DIRECTIONS: Find each line in the rows below that contains the word "ribbon", and copy those lines out in full.

DATASET ENTRIES:
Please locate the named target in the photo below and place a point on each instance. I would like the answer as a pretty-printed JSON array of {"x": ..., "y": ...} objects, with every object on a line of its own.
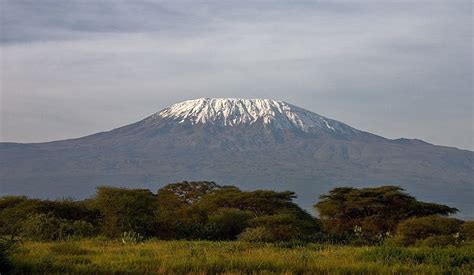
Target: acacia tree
[
  {"x": 126, "y": 210},
  {"x": 373, "y": 210},
  {"x": 176, "y": 216}
]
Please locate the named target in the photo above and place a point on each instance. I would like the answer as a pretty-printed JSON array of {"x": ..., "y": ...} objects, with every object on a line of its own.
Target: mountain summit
[
  {"x": 250, "y": 143},
  {"x": 236, "y": 111}
]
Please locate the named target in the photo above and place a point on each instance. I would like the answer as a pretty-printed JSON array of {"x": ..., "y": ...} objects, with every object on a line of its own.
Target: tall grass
[{"x": 178, "y": 257}]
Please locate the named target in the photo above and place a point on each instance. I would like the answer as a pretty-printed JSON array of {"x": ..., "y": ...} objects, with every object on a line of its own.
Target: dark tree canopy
[
  {"x": 126, "y": 210},
  {"x": 375, "y": 210},
  {"x": 260, "y": 202},
  {"x": 186, "y": 193}
]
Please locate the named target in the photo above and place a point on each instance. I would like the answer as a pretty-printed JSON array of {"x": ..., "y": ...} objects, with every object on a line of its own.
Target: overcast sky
[{"x": 393, "y": 68}]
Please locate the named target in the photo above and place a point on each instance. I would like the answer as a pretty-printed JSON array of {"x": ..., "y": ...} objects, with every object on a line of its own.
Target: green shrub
[
  {"x": 467, "y": 231},
  {"x": 131, "y": 237},
  {"x": 6, "y": 247},
  {"x": 228, "y": 223},
  {"x": 415, "y": 230},
  {"x": 437, "y": 241},
  {"x": 257, "y": 234},
  {"x": 46, "y": 227}
]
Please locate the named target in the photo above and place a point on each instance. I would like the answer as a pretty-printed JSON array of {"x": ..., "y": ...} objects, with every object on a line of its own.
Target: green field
[{"x": 178, "y": 257}]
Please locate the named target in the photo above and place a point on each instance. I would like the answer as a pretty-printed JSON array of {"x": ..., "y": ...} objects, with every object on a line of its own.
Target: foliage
[
  {"x": 45, "y": 227},
  {"x": 374, "y": 210},
  {"x": 229, "y": 222},
  {"x": 7, "y": 245},
  {"x": 439, "y": 229},
  {"x": 259, "y": 202},
  {"x": 126, "y": 210},
  {"x": 131, "y": 237},
  {"x": 467, "y": 231}
]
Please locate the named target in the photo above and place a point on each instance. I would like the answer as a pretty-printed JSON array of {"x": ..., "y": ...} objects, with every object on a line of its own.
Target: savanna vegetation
[{"x": 204, "y": 227}]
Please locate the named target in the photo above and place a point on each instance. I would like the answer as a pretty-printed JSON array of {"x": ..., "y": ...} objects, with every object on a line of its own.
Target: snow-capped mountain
[
  {"x": 236, "y": 111},
  {"x": 252, "y": 143}
]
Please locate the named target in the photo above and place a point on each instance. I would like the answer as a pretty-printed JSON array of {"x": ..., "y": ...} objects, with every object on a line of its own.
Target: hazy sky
[{"x": 393, "y": 68}]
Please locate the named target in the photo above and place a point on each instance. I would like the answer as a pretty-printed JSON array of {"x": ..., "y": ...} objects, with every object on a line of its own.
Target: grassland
[{"x": 200, "y": 257}]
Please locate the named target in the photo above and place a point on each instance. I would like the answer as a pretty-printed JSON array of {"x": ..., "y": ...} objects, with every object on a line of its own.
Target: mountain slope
[{"x": 249, "y": 143}]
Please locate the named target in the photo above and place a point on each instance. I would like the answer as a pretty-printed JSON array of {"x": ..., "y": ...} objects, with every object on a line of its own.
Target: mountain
[{"x": 252, "y": 143}]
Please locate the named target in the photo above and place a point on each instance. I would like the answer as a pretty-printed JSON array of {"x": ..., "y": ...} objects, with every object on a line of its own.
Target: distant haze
[{"x": 393, "y": 68}]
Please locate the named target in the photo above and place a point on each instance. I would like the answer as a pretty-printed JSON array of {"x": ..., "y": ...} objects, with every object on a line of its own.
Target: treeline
[{"x": 207, "y": 211}]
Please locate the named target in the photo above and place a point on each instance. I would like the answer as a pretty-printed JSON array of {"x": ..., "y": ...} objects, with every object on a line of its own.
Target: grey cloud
[{"x": 395, "y": 69}]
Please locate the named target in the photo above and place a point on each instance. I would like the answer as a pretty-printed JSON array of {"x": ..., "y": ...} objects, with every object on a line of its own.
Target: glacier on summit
[{"x": 236, "y": 111}]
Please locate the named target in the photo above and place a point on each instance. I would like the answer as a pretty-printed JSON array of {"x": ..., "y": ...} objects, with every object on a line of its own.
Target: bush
[
  {"x": 228, "y": 223},
  {"x": 437, "y": 241},
  {"x": 257, "y": 234},
  {"x": 46, "y": 227},
  {"x": 467, "y": 231},
  {"x": 68, "y": 248},
  {"x": 416, "y": 230},
  {"x": 131, "y": 237},
  {"x": 6, "y": 248}
]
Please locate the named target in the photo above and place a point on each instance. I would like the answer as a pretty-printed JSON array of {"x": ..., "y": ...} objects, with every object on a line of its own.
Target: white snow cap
[{"x": 236, "y": 111}]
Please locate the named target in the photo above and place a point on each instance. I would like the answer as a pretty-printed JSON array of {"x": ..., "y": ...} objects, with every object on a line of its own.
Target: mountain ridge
[{"x": 309, "y": 160}]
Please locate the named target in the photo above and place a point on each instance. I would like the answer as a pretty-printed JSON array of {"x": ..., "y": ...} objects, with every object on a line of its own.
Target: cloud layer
[{"x": 71, "y": 68}]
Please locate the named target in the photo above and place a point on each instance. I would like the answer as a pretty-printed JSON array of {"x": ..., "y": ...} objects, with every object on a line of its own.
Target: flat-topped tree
[{"x": 374, "y": 210}]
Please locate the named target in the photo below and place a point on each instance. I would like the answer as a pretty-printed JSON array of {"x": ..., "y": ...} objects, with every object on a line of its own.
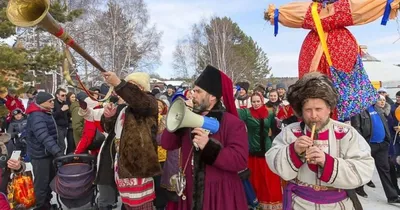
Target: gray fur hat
[{"x": 312, "y": 85}]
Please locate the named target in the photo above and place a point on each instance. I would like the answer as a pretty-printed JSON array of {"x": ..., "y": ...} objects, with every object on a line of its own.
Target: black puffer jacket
[
  {"x": 16, "y": 127},
  {"x": 61, "y": 117},
  {"x": 41, "y": 136},
  {"x": 362, "y": 123}
]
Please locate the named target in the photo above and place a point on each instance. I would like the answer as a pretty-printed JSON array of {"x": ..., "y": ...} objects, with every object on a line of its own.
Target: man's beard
[
  {"x": 200, "y": 107},
  {"x": 319, "y": 125}
]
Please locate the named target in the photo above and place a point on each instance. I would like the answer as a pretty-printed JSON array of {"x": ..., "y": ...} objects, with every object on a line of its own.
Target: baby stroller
[
  {"x": 73, "y": 182},
  {"x": 20, "y": 144}
]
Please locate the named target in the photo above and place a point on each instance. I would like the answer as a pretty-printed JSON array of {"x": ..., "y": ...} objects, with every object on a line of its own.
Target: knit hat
[
  {"x": 94, "y": 89},
  {"x": 42, "y": 97},
  {"x": 155, "y": 91},
  {"x": 12, "y": 90},
  {"x": 3, "y": 92},
  {"x": 280, "y": 85},
  {"x": 31, "y": 90},
  {"x": 104, "y": 88},
  {"x": 140, "y": 78},
  {"x": 81, "y": 96},
  {"x": 171, "y": 87},
  {"x": 218, "y": 84},
  {"x": 245, "y": 86}
]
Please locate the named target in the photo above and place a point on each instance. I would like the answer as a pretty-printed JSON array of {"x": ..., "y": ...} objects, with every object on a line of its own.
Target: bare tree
[{"x": 221, "y": 43}]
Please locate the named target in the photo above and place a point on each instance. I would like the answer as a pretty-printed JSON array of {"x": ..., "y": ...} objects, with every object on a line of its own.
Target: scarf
[
  {"x": 242, "y": 98},
  {"x": 260, "y": 113},
  {"x": 273, "y": 104}
]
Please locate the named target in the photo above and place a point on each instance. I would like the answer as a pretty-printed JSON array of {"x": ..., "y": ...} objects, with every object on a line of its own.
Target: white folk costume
[
  {"x": 135, "y": 128},
  {"x": 348, "y": 162},
  {"x": 348, "y": 165}
]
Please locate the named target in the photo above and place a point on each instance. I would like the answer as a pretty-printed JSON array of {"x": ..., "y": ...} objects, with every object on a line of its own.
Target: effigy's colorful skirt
[{"x": 356, "y": 92}]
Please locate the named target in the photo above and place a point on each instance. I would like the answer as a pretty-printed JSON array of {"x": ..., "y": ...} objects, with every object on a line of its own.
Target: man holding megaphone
[{"x": 213, "y": 143}]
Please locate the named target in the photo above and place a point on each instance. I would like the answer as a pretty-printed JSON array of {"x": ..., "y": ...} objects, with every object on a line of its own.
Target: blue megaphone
[{"x": 180, "y": 116}]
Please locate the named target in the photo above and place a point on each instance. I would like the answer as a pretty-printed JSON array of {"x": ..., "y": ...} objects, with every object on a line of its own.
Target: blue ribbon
[
  {"x": 276, "y": 21},
  {"x": 386, "y": 14}
]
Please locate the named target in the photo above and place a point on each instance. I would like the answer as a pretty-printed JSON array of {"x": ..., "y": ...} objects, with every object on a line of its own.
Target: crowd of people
[{"x": 144, "y": 164}]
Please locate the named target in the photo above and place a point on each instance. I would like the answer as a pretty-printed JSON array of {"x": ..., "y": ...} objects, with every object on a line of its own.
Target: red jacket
[{"x": 88, "y": 135}]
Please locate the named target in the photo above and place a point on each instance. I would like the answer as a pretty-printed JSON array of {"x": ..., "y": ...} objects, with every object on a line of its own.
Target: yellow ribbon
[{"x": 321, "y": 33}]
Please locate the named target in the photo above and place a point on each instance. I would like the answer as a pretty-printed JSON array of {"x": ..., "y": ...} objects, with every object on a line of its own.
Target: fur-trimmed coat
[
  {"x": 138, "y": 146},
  {"x": 213, "y": 181}
]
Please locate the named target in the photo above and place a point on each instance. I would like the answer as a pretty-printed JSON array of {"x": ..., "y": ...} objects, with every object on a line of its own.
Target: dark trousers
[
  {"x": 393, "y": 174},
  {"x": 161, "y": 198},
  {"x": 62, "y": 134},
  {"x": 70, "y": 141},
  {"x": 380, "y": 152},
  {"x": 44, "y": 173},
  {"x": 107, "y": 195}
]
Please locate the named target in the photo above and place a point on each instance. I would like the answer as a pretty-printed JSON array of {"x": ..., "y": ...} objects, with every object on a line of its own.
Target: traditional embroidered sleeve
[
  {"x": 356, "y": 166},
  {"x": 291, "y": 15},
  {"x": 282, "y": 158},
  {"x": 366, "y": 11}
]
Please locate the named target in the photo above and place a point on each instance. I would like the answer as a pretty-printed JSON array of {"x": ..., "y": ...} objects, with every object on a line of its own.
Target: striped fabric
[
  {"x": 135, "y": 192},
  {"x": 146, "y": 206}
]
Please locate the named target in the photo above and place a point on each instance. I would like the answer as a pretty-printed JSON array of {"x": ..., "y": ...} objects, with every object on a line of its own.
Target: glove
[
  {"x": 114, "y": 99},
  {"x": 59, "y": 154},
  {"x": 238, "y": 88},
  {"x": 83, "y": 105}
]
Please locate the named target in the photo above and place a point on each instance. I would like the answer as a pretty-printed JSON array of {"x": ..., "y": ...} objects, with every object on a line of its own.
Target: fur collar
[
  {"x": 385, "y": 110},
  {"x": 217, "y": 111}
]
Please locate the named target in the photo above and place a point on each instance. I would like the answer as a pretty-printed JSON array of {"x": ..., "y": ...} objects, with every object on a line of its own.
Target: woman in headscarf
[{"x": 260, "y": 122}]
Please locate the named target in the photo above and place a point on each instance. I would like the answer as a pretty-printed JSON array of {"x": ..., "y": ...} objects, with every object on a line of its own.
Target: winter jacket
[
  {"x": 61, "y": 117},
  {"x": 17, "y": 104},
  {"x": 77, "y": 122},
  {"x": 88, "y": 136},
  {"x": 362, "y": 123},
  {"x": 13, "y": 103},
  {"x": 139, "y": 133},
  {"x": 258, "y": 132},
  {"x": 41, "y": 133},
  {"x": 5, "y": 171},
  {"x": 105, "y": 172},
  {"x": 16, "y": 127},
  {"x": 30, "y": 101}
]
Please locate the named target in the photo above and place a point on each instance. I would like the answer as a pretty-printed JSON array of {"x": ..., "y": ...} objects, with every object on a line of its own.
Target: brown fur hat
[{"x": 312, "y": 85}]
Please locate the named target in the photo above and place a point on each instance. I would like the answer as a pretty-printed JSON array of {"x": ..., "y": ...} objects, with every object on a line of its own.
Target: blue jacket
[
  {"x": 395, "y": 147},
  {"x": 41, "y": 133}
]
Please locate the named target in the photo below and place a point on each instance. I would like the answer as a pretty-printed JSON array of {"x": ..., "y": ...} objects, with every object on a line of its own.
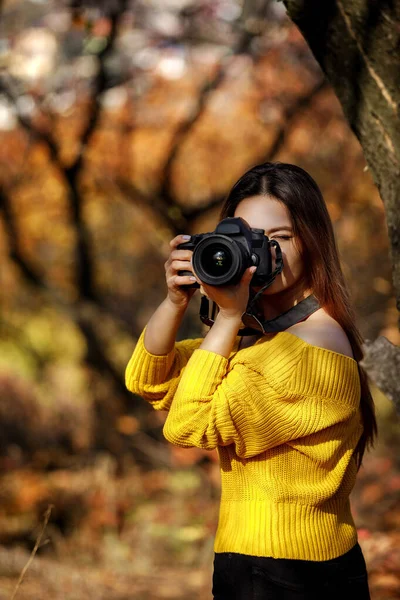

SOLVED EXERCISE:
Target: blue ribbon
Target: yellow ribbon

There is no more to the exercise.